*Brano fornito*
#####

Dante non inventa dal nulla questo modo di vedere: la fonte prossima dell’episodio, dichiarata al v. 48, è nell’Eneide virgiliana, dove nel III canto Polidoro ha una sorte simile a quella di Pier delle Vigne (ritorneremo su Virgilio nel § 3.4.). Nella cultura occidentale le piante sono state l’alterità più nettamente definita ed insistita: esseri viventi come noi umani, eppure privi di tutto ciò che rende la vita animale umana (e animale generalmente) tale – senza movimento, senza intelligenza, senza razionalità, senza spiritualità, senza sentimenti, senza sensibilità. Lo stato in cui un corpo umano perde ciò che lo rende riconoscibilmente umano viene chiamato ‘coma vegetativo’ – il tormento vissuto da Pier delle Vigne e Polidoro è quello di essere ridotti in un coma vegetativo pur rimanendo coscienti, sentendo dolore e avendo consapevolezza: vivere ed essere trattati da piante ma senza il conforto dell’incoscienza vegetale, rimanendo umani. Se essere animali può essere una tentazione, la tentazione di abbandonarsi a vizi bestiali (ancora in Dante: «fatti non foste a viver come bruti», XXVI, v. 119), essere ridotti al rango di piante è un incubo, e la punizione acconcia per coloro che hanno rinnegato il valore del dono divino più grande, ricevuto nella sua forma più perfetta – la vita umana.
Lo sciovinismo antropologico/antropocentrico (e più generalmente zoo-logico/zoo-centrico) che impera su gran parte della filosofia morale e politica dall’antichità ai giorni nostri non ammette un valore delle piante in quanto tali. Per gli esseri umani è molto più facile identificarsi con gli animali che con le piante, la cui fisiologia risulta difficile da comprendere (l’antropomorfismo e lo zoomorfismo vanno facilmente insieme). L’apparente immobilità delle piante, la loro apparente mancanza di differenziazione, il loro essere apparentemente inermi e inette, rendono le piante poco salienti per i sensi degli esseri umani – facilitando così anche la scomparsa della vita vegetale dall’orizzonte dell’etica e della politica.

#####

*Dati estratti*
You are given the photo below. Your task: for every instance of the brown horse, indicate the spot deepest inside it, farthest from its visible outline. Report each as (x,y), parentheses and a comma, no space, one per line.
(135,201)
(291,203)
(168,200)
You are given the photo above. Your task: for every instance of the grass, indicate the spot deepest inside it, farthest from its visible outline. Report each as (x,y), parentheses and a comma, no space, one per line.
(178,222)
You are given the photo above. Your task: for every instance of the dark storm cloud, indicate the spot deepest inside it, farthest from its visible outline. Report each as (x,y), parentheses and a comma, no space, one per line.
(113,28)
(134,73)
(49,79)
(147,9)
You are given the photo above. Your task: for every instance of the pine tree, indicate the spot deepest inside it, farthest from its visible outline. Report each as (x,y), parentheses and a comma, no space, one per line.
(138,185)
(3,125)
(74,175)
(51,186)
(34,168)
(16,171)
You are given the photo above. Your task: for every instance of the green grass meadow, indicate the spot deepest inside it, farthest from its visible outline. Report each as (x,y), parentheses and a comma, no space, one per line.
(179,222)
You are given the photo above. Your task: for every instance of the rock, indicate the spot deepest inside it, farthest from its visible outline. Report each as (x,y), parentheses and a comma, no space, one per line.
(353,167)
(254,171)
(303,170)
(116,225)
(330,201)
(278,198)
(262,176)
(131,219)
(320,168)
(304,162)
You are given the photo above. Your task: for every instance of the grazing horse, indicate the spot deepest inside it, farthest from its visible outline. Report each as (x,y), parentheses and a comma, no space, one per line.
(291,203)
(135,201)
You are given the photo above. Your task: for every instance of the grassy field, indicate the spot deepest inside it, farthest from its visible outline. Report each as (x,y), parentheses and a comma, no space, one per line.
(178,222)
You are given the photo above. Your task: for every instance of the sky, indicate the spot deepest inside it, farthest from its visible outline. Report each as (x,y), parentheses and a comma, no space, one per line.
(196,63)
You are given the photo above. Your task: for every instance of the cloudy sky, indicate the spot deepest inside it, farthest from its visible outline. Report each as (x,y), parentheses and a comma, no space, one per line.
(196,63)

#####

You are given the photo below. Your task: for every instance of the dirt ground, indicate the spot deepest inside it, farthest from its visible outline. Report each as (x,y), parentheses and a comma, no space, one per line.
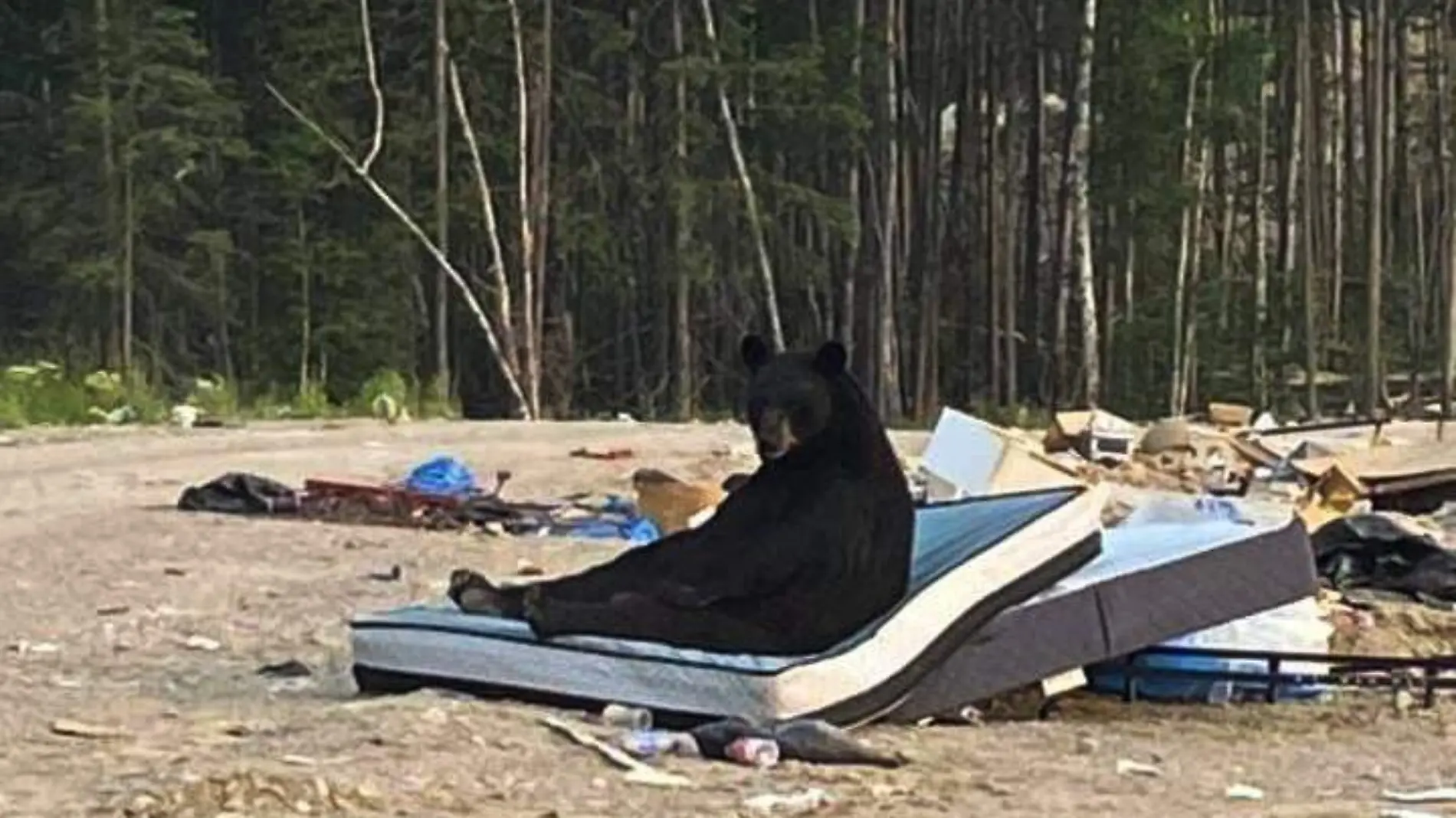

#####

*Compiti da svolgere*
1. Rispondi in breve a queste domande sul brano:
(a) In quale opera e in quale canto si trova la fonte dell'episodio dichiarata da Dante?
(b) Come si chiama lo stato in cui un corpo umano perde ciò che lo rende riconoscibilmente umano?
(c) Quali tratti apparenti rendono le piante poco salienti per i sensi degli esseri umani?
2. Riassumi in forma più breve il paragrafo del brano che comincia con "Lo sciovinismo antropologico/antropocentrico", mantenendo i fatti principali.
3. Trascrivi dal brano, senza alcuna modifica, il tratto da "Lo sciovinismo antropologico/antropocentrico" fino a "e della politica.".
Per rispondere basatevi solo sul brano, senza usare i record.

*Elenco delle risposte*
1.
(a) Nell'Eneide di Virgilio, nel III canto.
(b) Si chiama "coma vegetativo".
(c) L'apparente immobilità, l'apparente mancanza di differenziazione e il loro essere apparentemente inermi e inette.

2. Lo sciovinismo antropocentrico e zoocentrico domina gran parte della filosofia morale e politica dall'antichità a oggi. Questo sciovinismo non riconosce alle piante un valore in sé. Per gli esseri umani è più facile identificarsi con gli animali che con le piante, perché la fisiologia delle piante è difficile da capire. Le piante sembrano immobili, indifferenziate, inermi e inette, e per questo colpiscono poco i sensi umani. Così la vita vegetale scompare facilmente dall'orizzonte dell'etica e della politica.

3.
Lo sciovinismo antropologico/antropocentrico (e più generalmente zoo-logico/zoo-centrico) che impera su gran parte della filosofia morale e politica dall’antichità ai giorni nostri non ammette un valore delle piante in quanto tali. Per gli esseri umani è molto più facile identificarsi con gli animali che con le piante, la cui fisiologia risulta difficile da comprendere (l’antropomorfismo e lo zoomorfismo vanno facilmente insieme). L’apparente immobilità delle piante, la loro apparente mancanza di differenziazione, il loro essere apparentemente inermi e inette, rendono le piante poco salienti per i sensi degli esseri umani – facilitando così anche la scomparsa della vita vegetale dall’orizzonte dell’etica e della politica.